Aim 1:
Can you rewrite the changelog entry that begins "ExternalTransformer and ExternalParser can now supply/retrieve metadata" as a short list, keeping its main facts?
Aim 2:
Could you reproduce part of the changelog word for word, starting with "2.8.0 Feature release" and going on through "and RegexFieldExtractor classes."?
Aim 3:
Can you take the release changelog further, picking up right after its last entry?

Document extract:
New	HierarchyTagger now has a boolean "regex" attribute to specify whether the separator should match a regular expression.
New	RenameTagger now as a boolean "regex" attribute to specify whether the fromField and toField are regular expression pattern and replacement.
Updated	Maven dependency updates: Apache Tika 1.18, Norconex Commons Lang 1.15.1.
Updated	HierarchyTagger no longer keep empty segments by default. A new "keepEmptySegments" attribute has been added for this.
Updated	OCR configuration now expects full path of Tesseract executable (as opposed to installation folder).
Fixed	Fixed HierarchyTagger not constructing paths properly.	#91
Fixed	Fixed ClassCastException when a IDocumentFilter does not implement IOnMatchFilter.
Fixed	Fixed LanguageTagger choosing main language as the one with lowest probability.	#82
Fixed	Upgraded pdfbox to 2.0.11 due to potential security issue.

2.9.0 Feature release Release date 2018-06-17 Download

New	New PDFPageSplitter to split PDF pages, treating them as individual documents.
Updated	ImporterResponse and ImporterStatus now display nicely in the logs (toString implemented).
Updated	Maven dependency updates: Norconex Commons Lang 1.15.0.
Fixed	Fixed TitleGeneratorTagger throwing NullPointerException when "fromField" is specified but does not exists (is null).	#74
Fixed	Fixed "buffer underrun" exception sometimes appearing when parsing some .msg files with embedded files.	#72

2.8.0 Feature release Release date 2017-11-26 Download

New	New TruncateTagger class.
New	New ExternalTagger class.	#64
New	ExternalTransformer and ExternalParser can now supply/retrieve metadata as files to external applications and can also pass the document reference as argument. New command line tokens: ${INPUT_META} ${OUTPUT_META} ${REFERENCE}.	#63
New	New configuration option for DOMTagger, DOMSplitter and DOMContentFilter for specifying which parser to use ("html" or "xml").
New	TextPatternTagger can now extract field names in addition to field values.	#52
New	New RegexUtil and RegexFieldExtractor classes.
New	TextPatternTagger case sensitivity is now applied to individual patterns.
Updated	ReplaceTagger and ReplaceTransformer now support empty/null replacement values, resulting in replacing matches with nothing.
Updated	ExternalTransformer and ExternalParser can now specify regex match groups for field names and field values.
Updated	Now uses WordPerfect and Quattro Pro parsers contributed to Apache Tika.

Data section:

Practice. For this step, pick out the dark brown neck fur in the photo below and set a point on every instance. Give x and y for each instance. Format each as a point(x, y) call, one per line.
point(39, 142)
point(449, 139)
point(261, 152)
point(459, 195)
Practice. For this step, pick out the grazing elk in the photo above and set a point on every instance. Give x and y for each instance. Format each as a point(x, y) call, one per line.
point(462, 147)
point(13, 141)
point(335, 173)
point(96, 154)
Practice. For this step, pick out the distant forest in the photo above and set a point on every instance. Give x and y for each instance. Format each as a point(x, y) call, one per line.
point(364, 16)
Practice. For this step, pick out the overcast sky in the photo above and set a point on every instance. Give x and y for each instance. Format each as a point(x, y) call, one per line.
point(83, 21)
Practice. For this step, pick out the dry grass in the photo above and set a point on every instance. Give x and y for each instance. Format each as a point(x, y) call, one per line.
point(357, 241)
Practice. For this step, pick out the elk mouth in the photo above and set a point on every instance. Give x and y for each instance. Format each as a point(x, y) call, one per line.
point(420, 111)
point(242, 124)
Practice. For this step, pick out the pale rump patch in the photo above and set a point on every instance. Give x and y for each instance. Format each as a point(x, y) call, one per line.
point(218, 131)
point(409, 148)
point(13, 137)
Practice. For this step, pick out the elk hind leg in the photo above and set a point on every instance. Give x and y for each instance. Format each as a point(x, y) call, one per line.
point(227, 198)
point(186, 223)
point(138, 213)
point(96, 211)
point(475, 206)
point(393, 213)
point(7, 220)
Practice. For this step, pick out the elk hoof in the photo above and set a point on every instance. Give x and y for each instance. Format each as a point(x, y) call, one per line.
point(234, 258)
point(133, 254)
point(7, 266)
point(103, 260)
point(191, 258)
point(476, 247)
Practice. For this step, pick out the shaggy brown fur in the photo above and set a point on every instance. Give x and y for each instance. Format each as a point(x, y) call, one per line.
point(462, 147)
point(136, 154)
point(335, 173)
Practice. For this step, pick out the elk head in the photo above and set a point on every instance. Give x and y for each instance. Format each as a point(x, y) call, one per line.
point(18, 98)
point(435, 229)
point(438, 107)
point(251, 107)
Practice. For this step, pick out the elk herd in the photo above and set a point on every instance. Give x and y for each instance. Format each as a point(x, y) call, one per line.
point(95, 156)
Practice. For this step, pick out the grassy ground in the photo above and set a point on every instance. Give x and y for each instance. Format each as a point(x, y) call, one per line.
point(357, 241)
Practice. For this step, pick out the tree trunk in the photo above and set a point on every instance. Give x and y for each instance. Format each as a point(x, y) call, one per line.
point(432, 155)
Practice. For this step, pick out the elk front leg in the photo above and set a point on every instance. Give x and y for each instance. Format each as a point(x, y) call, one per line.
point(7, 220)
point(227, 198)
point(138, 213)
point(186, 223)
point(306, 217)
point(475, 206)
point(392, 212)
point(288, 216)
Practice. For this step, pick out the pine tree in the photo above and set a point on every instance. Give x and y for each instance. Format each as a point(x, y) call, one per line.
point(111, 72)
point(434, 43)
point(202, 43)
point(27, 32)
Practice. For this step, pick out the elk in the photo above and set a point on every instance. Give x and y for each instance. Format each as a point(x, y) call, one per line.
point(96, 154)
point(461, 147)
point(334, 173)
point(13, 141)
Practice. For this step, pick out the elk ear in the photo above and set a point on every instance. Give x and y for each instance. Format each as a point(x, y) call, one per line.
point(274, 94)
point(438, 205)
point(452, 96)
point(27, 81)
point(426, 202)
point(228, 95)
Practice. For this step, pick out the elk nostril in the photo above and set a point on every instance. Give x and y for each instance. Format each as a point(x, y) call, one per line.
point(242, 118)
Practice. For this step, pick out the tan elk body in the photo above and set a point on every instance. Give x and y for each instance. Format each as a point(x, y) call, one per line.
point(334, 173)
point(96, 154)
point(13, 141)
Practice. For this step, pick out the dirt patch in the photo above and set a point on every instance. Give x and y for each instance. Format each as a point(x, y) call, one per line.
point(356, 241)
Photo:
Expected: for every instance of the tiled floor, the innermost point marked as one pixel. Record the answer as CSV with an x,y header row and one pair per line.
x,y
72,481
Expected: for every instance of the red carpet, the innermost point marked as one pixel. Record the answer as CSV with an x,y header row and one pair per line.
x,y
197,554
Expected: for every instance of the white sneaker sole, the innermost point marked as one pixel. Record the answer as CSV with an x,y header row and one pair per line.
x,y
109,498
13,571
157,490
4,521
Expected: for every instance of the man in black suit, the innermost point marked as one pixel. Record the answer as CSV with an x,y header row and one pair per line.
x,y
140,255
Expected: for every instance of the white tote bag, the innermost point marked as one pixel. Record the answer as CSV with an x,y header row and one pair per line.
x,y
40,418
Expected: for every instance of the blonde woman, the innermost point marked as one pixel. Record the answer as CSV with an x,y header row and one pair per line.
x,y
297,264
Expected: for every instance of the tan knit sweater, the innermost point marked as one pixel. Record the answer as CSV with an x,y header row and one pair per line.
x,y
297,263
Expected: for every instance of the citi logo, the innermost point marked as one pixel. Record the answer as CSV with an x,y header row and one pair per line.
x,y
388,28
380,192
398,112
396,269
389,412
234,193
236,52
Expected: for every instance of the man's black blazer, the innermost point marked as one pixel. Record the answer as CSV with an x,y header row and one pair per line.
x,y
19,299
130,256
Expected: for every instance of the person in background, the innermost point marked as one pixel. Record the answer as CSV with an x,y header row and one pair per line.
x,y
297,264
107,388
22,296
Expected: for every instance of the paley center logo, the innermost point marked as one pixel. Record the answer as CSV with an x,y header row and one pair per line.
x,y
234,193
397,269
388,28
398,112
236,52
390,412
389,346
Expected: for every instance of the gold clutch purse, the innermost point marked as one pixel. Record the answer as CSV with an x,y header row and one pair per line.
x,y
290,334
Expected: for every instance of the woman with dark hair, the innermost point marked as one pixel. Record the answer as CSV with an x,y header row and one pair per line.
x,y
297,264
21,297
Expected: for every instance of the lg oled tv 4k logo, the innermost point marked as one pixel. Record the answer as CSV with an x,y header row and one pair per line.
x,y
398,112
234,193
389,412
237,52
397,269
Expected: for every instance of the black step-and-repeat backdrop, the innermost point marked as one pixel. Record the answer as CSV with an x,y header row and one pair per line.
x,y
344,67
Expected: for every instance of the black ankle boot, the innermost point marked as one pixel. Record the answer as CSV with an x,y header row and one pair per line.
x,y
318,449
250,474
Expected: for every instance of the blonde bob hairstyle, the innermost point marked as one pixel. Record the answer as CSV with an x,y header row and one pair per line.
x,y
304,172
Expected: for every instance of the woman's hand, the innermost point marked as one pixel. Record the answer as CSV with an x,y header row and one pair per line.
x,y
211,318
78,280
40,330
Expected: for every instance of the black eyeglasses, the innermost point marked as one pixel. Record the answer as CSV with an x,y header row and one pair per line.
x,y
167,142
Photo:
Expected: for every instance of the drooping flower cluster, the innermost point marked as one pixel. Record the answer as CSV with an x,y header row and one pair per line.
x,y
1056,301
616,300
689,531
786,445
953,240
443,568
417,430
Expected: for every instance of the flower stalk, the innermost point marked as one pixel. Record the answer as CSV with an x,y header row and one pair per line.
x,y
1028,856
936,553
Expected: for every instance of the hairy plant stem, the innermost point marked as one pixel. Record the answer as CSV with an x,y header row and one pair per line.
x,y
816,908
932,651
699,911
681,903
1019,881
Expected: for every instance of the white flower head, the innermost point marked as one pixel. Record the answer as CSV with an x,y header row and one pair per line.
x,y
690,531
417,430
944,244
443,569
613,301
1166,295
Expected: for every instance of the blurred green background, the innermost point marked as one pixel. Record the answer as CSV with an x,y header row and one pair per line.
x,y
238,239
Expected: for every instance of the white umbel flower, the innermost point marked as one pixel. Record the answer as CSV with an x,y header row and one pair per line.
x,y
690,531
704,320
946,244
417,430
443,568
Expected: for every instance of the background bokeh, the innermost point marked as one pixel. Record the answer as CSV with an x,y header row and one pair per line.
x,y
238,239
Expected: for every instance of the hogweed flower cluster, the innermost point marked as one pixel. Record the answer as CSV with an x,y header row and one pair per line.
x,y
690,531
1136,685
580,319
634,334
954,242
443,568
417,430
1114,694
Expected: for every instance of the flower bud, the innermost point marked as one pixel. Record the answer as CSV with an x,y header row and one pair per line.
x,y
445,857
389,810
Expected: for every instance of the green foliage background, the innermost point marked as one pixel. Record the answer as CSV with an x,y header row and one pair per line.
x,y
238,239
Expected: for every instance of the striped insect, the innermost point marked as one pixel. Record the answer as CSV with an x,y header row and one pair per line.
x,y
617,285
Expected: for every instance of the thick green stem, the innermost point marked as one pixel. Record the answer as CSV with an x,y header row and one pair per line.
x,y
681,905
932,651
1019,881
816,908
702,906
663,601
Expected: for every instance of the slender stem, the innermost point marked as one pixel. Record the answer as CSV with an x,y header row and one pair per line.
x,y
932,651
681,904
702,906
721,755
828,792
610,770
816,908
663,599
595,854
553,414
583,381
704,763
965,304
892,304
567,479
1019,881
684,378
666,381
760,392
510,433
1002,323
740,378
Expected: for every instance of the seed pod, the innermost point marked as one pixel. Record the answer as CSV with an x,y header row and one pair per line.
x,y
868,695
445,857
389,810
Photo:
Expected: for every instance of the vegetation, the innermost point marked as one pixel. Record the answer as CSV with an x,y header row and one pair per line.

Exercise response 1:
- ExternalTransformer and ExternalParser can now supply and retrieve metadata as files to and from external applications.
- They can also pass the document reference as an argument.
- New command line tokens: ${INPUT_META}, ${OUTPUT_META}, ${REFERENCE}.

Exercise response 2:
2.8.0 Feature release Release date 2017-11-26 Download

New	New TruncateTagger class.
New	New ExternalTagger class.	#64
New	ExternalTransformer and ExternalParser can now supply/retrieve metadata as files to external applications and can also pass the document reference as argument. New command line tokens: ${INPUT_META} ${OUTPUT_META} ${REFERENCE}.	#63
New	New configuration option for DOMTagger, DOMSplitter and DOMContentFilter for specifying which parser to use ("html" or "xml").
New	TextPatternTagger can now extract field names in addition to field values.	#52
New	New RegexUtil and RegexFieldExtractor classes.

Exercise response 3:
Updated	Maven dependency updates: Apache Tika 1.16, Norconex Commons Lang 1.14.0.
Fixed	Fixed ExternalTransformer and ExternalParser having issues with arguments with spaces in them.	#64
Removed	Removed copies of Apache Tika classes that are now fixed in Apache Tika: ListTables, ImageParser, ListManager, PDF2XHTML, CharsetDetector.

2.7.2 Bugfix release Release date 2017-05-26 Download

Fixed	Fixed "caseSensitive" flag sometimes having no effect in DOMContentFilter, RegexContentFilter, RegexMetadataFilter, and RegexReferenceFilter.

2.7.1 Maintenance release Release date 2017-05-25 Download

Updated	ImporterConfig#saveToXML(...) now written with xml:space="preserve".
Updated	Maven dependency updates: Norconex Commons Lang 1.13.1.

2.7.0 Feature release Release date 2017-04-26 Download

New	Added Lua scripting support to ScriptFilter, ScriptTagger, and ScriptTransformer.
New	New ExternalTransformer for transforming documents and extracting metadata using an external application.
New	Added schema-based XML configuration validation which can be trigged on command prompt with this new flag: -k or --checkcfg
New	New RegexReferenceFilter for filtering documents based on matching references (e.g. URL).
New	New MergeTagger for combining multiple fields into one.
New	New SubstringTransformer for reducing content (e.g., truncate) to a substring matching a begin and end indexes.
New	New UUIDTagger for adding random Universally unique identifier (UUID) to documents.
New	CharacterCaseTagger now supports "swap" and "string" to swap character case and capitalize beginning of a string, respectively.
New	New ConstantTagger#setOnConflict(...) method to specify if the constant should be added to existing values, replace them, or do nothing.
New	Now distributed with utility scripts.
Updated	Dependency updates: Apache Tika 1.14, Norconex Commons Lang 1.13.0, JSoup 1.10.2, OOXML-Schemas 1.3 (fixes some bad Visio parsing), Apache Commons Collections 3.2.2.
Updated	ExternalParser was rewritten. Now offers more metadata extraction options and environment variable support.
Updated	Modified Javadoc to include an XML usage example for all XML-configurable classes.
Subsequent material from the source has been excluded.